Record extracts Block Start
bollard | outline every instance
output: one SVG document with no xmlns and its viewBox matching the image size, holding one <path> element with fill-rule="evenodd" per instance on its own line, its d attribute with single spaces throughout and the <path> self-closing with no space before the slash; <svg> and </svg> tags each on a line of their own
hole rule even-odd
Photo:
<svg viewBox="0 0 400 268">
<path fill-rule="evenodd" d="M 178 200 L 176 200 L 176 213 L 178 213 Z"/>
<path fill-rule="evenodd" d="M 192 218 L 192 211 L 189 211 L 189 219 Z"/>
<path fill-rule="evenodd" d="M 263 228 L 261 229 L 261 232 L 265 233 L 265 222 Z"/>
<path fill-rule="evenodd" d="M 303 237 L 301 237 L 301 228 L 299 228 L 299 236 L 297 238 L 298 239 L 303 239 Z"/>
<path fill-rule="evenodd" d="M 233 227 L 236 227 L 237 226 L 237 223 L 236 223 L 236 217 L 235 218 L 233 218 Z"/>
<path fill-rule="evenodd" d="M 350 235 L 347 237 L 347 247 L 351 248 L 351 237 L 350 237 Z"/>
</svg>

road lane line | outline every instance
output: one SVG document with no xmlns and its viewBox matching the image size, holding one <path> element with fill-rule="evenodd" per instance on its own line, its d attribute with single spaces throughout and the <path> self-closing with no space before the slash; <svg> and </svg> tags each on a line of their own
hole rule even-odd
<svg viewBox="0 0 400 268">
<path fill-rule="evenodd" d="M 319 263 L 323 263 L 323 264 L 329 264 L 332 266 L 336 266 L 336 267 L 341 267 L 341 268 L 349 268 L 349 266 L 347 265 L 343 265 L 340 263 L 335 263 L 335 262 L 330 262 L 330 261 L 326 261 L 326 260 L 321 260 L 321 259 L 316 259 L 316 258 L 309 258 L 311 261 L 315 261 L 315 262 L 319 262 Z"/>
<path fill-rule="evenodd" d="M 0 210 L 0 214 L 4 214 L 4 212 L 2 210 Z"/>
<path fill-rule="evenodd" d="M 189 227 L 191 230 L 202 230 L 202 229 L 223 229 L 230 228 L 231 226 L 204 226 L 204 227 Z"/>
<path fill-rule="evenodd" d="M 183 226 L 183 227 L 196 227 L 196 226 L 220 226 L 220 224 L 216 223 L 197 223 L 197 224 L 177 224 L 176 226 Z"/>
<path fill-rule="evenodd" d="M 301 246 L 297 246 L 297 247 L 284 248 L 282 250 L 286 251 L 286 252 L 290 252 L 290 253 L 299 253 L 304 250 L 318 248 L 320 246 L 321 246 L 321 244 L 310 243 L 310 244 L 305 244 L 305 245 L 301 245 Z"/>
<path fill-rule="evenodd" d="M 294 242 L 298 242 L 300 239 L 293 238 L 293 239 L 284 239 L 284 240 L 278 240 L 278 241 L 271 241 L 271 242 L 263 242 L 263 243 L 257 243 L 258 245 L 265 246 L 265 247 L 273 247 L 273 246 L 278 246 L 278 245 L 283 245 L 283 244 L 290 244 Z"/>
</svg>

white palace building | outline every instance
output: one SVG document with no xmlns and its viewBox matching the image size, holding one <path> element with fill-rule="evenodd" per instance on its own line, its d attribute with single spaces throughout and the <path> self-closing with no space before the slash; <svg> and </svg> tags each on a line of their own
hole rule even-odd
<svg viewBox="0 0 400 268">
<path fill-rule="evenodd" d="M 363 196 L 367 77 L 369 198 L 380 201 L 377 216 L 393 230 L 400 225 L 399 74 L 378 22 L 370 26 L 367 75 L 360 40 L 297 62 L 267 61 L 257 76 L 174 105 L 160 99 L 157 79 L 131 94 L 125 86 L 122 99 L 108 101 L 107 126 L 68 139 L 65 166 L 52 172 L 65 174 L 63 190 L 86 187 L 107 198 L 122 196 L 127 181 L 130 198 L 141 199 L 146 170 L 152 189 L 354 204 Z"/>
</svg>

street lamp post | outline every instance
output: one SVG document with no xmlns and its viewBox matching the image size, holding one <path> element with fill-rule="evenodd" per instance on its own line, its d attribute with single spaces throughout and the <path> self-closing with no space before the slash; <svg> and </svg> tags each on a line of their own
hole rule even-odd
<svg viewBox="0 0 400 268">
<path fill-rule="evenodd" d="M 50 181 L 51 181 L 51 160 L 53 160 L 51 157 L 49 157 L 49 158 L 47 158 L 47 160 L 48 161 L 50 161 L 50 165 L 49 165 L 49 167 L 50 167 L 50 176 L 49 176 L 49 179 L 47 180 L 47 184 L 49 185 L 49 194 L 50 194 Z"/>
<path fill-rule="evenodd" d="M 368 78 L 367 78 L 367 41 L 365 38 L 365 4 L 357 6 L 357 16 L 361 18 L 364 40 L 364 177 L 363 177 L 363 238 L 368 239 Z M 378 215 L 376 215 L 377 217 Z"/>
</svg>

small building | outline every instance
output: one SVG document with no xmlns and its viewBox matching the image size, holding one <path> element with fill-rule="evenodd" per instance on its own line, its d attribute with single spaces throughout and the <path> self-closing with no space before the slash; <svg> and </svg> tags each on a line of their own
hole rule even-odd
Record extracts Block End
- **Exercise**
Among the lines above, find those containing the word "outline" and copy each.

- **Answer below**
bollard | outline every instance
road lane line | outline every instance
white palace building | outline every instance
street lamp post | outline every instance
small building | outline every instance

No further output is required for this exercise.